| REQUEST |
Reproduce everything from the line containing "Where can you find the wooden pallet" down to the last of these lines, swapping "rear view mirror" for "rearview mirror" and changing nothing else.

_ _ _ _ _

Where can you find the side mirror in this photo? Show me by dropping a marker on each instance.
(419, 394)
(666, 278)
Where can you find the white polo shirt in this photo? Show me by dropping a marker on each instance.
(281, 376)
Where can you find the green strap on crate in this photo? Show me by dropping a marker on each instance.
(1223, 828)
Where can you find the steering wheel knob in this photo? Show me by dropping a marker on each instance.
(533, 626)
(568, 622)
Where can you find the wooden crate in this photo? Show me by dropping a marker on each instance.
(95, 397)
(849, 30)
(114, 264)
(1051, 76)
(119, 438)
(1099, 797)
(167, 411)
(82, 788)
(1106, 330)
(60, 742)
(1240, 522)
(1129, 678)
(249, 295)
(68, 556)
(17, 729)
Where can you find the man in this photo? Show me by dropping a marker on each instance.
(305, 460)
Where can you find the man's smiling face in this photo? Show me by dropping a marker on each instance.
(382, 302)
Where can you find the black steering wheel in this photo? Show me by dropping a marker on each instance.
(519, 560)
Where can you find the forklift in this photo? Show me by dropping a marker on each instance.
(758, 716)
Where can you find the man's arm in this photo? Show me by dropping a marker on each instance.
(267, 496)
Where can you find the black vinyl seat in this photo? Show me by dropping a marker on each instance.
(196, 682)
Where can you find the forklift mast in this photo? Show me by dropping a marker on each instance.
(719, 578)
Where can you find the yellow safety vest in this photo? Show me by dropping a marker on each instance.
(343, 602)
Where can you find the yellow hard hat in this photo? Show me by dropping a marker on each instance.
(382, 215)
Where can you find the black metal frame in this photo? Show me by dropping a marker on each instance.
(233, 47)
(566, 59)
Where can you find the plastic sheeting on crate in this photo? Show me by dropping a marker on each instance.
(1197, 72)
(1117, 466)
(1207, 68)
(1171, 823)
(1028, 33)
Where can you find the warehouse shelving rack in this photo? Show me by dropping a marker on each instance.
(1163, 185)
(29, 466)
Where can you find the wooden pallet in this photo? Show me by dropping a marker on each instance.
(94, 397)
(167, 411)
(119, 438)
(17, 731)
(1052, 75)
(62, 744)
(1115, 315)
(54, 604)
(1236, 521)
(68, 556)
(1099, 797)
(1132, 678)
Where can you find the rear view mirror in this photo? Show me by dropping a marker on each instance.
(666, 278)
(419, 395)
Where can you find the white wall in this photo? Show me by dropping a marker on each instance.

_ _ _ _ _

| ANSWER BELOW |
Where can you find the wooden pallet in this photo? Show me by dropping a marker on each instance.
(94, 397)
(167, 411)
(119, 438)
(17, 731)
(1052, 75)
(62, 744)
(1115, 315)
(54, 604)
(1236, 521)
(68, 556)
(1099, 797)
(1132, 678)
Where can you find the rearview mirror in this photo? Show me by dropping a marker on each instance.
(666, 278)
(419, 395)
Where can you find the white wall in this photo? Show me by dropping a marker on each instance.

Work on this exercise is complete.